● EXERCISE OBJECTIVE
What follows is a listing; restate every line of it word for word.

________________________

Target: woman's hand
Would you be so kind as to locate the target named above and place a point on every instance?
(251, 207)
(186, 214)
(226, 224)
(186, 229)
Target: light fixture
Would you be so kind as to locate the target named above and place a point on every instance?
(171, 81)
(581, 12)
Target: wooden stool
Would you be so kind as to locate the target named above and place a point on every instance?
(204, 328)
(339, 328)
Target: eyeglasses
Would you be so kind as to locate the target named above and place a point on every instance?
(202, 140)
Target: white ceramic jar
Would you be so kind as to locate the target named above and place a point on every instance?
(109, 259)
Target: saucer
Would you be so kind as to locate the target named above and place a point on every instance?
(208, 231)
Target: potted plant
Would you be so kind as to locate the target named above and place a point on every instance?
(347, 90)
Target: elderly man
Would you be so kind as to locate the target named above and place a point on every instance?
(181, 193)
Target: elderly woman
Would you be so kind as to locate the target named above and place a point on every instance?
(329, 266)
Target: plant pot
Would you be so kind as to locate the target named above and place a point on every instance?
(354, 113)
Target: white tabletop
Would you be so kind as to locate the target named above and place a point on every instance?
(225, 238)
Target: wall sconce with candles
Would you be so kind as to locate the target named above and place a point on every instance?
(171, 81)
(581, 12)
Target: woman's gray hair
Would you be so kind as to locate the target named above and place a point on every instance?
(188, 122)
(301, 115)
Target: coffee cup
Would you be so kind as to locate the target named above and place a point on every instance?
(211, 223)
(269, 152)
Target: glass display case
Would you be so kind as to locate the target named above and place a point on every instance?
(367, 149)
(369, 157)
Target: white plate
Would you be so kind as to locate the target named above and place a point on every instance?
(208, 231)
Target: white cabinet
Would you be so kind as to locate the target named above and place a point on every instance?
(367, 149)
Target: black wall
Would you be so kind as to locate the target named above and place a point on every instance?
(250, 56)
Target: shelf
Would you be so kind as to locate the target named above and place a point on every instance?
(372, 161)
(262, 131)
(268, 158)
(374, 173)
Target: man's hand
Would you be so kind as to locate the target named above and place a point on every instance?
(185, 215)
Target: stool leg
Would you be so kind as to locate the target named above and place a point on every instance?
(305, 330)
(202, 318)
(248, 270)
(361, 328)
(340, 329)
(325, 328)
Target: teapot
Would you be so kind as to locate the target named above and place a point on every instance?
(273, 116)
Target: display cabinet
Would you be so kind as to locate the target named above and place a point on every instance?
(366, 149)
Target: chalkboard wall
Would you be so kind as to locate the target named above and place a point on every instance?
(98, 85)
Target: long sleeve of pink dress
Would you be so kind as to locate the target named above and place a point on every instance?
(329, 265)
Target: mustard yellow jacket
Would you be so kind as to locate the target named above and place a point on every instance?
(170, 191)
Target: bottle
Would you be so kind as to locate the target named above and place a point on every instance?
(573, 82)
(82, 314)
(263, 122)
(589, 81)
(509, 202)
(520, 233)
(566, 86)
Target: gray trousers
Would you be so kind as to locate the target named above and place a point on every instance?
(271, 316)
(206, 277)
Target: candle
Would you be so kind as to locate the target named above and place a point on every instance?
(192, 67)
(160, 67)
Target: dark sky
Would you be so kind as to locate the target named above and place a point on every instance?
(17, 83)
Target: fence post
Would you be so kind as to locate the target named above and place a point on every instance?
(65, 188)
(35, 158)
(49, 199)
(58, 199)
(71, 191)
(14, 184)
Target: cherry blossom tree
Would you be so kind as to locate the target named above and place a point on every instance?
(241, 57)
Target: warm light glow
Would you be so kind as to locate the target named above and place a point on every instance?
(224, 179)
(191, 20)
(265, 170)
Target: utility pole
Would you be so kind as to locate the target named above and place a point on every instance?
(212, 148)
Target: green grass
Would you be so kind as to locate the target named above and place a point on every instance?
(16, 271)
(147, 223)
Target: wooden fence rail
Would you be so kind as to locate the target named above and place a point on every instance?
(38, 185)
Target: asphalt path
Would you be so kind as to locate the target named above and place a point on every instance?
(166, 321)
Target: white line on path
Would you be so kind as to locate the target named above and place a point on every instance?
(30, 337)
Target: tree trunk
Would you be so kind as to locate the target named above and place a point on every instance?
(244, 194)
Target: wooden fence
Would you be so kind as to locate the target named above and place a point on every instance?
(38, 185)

________________________

● FULL OUTPUT
Target: woman's hand
Would you be so kind as to locate the target named above and place a point on every instance?
(251, 207)
(186, 214)
(226, 224)
(186, 229)
Target: light fixture
Would you be so kind as to locate the target named above and place a point on every instance?
(171, 81)
(581, 12)
Target: wooden stool
Would you be so kind as to locate the target named above and place a point on every instance?
(204, 328)
(339, 328)
Target: eyeglasses
Would you be so kind as to locate the target named above and place a point on every instance?
(202, 140)
Target: white ceramic jar
Would you be so kind as to locate the target named above and place a point on every instance?
(109, 259)
Target: saucer
Would you be so kind as to locate the target named above and place a point on every instance?
(208, 231)
Target: potted plant
Would you be so kind as to locate the target named above and place a point on every instance?
(347, 90)
Target: elderly man
Would you be so kind as to locate the target named above and place a point on every instance?
(181, 193)
Target: elderly woman
Would you be so kind as to locate the target named above and place a point on every instance?
(329, 266)
Target: plant pot
Would you be so kind as to locate the target named above and place a point on every instance?
(354, 113)
Target: white tabletop
Would you be so kind as to locate the target named above and place a point on every instance?
(225, 238)
Target: wall sconce with candles
Would you be so kind as to locate the target named above and place a point on every instance?
(171, 81)
(581, 12)
Target: woman's gray hair
Would you be so kind as to locate the target named above and place a point on every instance?
(188, 122)
(301, 115)
Target: coffee cup
Would you be so kind as to locate the target named above and place a point on every instance?
(211, 223)
(269, 152)
Target: glass display case
Would you be so kind as to locate the target named above and place a point on every instance?
(367, 149)
(369, 157)
Target: white plate
Would you be so kind as to locate the target named above and place a point on every instance?
(208, 231)
Target: white cabinet
Would you be so kind as to locate the target named above and place a point on every instance?
(367, 149)
Target: black wall
Would you be so kind as to locate the target named above and place a point on every instance?
(250, 56)
Target: shelf
Would you be so kind as to locate the target named above and place a point on every instance?
(372, 161)
(262, 131)
(268, 158)
(374, 173)
Target: man's hand
Would you be so kind as to locate the target named above and place a point on every instance?
(185, 215)
Target: stool leg
Would you be so kind as to locate the target named above and place a point on every instance?
(305, 330)
(202, 318)
(248, 270)
(361, 328)
(340, 329)
(325, 328)
Target: teapot
Would you be so kind as to locate the target named above and place a point on every instance?
(273, 116)
Target: display cabinet
Would you be so kind as to locate the target named above and place a point on every instance?
(366, 149)
Target: chalkboard wall
Would you be so kind as to locate the target named above and place a point on every instance?
(98, 85)
Target: long sleeve of pink dress
Would you be so kind as to locate the target named above and place a point on every instance?
(329, 265)
Target: mustard yellow jacket
Would you be so kind as to locate the target named above and place a point on every instance?
(170, 191)
Target: bottle
Would you be so kind as to locate the target named above and place a point on every instance?
(573, 82)
(82, 314)
(263, 122)
(589, 81)
(509, 202)
(520, 233)
(566, 86)
Target: gray trousers
Would you be so kind as to locate the target named above and place a point on every instance?
(271, 316)
(206, 277)
Target: candle
Would you be so kind as to locate the target named above and place a point on every instance?
(192, 67)
(160, 67)
Target: dark sky
Would you be so kind as to locate the target named above and place a point on every instance?
(17, 83)
Target: fence post
Would you be so kind as to locate the target named above and place a point on every instance?
(65, 188)
(35, 158)
(49, 199)
(58, 199)
(71, 191)
(14, 184)
Target: cherry blossom tree
Would you be so kind as to locate the target named above and place a point on every instance?
(241, 57)
Target: warm light glow
Would you be so kind as to locate the target named above and place a point on every instance?
(224, 179)
(191, 20)
(265, 170)
Target: utility pole
Would you be so kind as to locate the target named above and place a point on every instance?
(212, 148)
Target: green grass
Would you be so kind as to locate the target named above and place a point on every instance?
(16, 271)
(147, 223)
Target: wooden fence rail
Would you be so kind as to locate the target named above and place a point on every instance?
(38, 185)
Target: asphalt path
Would you be so kind as to locate the target named above and place a point on every instance?
(166, 321)
Target: white line on path
Would you be so kind as to locate the target named above and place a point on every instance?
(30, 337)
Target: tree trunk
Would you be so kind as to locate the target named above and place a point on every instance?
(244, 194)
Target: wooden fence
Would you be so kind as to locate the target named above and place a point on every instance?
(38, 185)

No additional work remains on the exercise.